» Short task
Reproduce every line of the material, requests included, from its start through the line containing "left=239, top=0, right=674, bottom=498", both ends included. Multiply each bounding-box coordinate in the answers by 0.6 and round to whole numbers (halves up), keep the format samples in the requests unchanged, and omit the pictures.

» Data to use
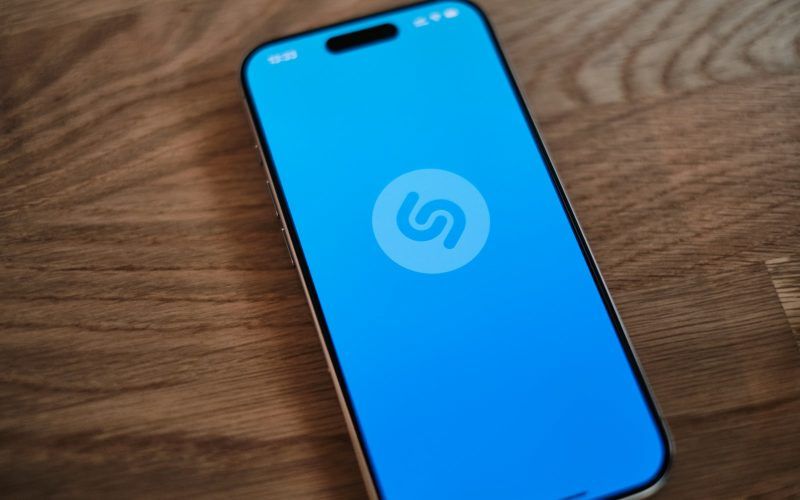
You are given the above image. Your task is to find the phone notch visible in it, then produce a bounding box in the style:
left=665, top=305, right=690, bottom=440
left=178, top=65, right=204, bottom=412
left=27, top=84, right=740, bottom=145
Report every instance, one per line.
left=325, top=23, right=397, bottom=54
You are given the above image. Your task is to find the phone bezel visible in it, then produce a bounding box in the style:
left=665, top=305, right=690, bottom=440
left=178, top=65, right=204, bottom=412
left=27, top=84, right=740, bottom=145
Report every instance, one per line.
left=239, top=0, right=674, bottom=498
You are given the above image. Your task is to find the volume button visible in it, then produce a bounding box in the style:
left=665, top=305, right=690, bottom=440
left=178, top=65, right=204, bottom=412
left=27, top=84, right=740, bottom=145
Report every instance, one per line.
left=281, top=227, right=294, bottom=266
left=267, top=178, right=280, bottom=219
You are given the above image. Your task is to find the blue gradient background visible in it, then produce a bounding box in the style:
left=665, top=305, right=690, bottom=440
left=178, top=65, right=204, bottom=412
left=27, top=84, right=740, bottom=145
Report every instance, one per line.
left=244, top=2, right=665, bottom=498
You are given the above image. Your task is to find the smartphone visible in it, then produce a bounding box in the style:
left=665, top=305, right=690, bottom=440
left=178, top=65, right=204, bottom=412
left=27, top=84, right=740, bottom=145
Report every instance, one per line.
left=241, top=1, right=670, bottom=499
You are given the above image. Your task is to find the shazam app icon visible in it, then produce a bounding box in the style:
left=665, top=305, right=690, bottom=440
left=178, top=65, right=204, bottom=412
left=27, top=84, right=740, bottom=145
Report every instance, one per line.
left=372, top=169, right=489, bottom=274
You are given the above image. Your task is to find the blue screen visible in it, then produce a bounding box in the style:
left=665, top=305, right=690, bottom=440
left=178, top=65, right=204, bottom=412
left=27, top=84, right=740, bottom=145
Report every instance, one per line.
left=243, top=2, right=666, bottom=499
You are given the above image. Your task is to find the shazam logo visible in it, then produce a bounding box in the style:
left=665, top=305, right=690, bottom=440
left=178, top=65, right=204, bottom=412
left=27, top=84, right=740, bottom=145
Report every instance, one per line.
left=372, top=169, right=489, bottom=274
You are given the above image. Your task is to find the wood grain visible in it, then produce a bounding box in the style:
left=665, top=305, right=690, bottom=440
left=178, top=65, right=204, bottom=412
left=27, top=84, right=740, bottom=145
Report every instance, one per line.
left=0, top=0, right=800, bottom=498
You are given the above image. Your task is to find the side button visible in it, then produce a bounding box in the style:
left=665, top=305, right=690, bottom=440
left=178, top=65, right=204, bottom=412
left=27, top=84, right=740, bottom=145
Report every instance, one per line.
left=281, top=227, right=294, bottom=266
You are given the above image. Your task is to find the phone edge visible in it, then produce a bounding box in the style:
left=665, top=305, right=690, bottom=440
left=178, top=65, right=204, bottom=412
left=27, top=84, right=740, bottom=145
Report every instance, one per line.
left=239, top=0, right=675, bottom=500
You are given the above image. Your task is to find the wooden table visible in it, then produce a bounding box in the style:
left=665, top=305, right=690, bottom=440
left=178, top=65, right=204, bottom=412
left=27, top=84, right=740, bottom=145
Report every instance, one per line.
left=0, top=0, right=800, bottom=498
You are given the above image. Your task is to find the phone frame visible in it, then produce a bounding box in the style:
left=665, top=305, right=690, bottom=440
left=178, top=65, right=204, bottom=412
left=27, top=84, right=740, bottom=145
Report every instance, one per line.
left=239, top=0, right=675, bottom=499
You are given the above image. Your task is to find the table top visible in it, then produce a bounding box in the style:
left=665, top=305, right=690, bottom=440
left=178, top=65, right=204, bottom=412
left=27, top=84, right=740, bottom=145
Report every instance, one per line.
left=0, top=0, right=800, bottom=498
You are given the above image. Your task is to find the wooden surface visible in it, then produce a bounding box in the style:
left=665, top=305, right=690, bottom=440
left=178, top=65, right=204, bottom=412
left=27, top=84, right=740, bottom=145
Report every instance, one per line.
left=0, top=0, right=800, bottom=498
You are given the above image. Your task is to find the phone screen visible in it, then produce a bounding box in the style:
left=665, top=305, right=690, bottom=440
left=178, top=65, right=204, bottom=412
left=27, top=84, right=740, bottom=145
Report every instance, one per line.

» Result of this exercise
You are given the above image. Your task is to find the phone notch visible in it, then produce a bounding box in the style:
left=665, top=305, right=690, bottom=440
left=178, top=65, right=204, bottom=412
left=27, top=84, right=740, bottom=145
Report every instance, one per line.
left=195, top=14, right=238, bottom=32
You are given the above image. Your task is to find the phone bezel visible in it, then produce a bounding box in the style:
left=665, top=305, right=690, bottom=440
left=178, top=65, right=204, bottom=412
left=27, top=84, right=740, bottom=145
Report every instance, one per line.
left=143, top=0, right=404, bottom=299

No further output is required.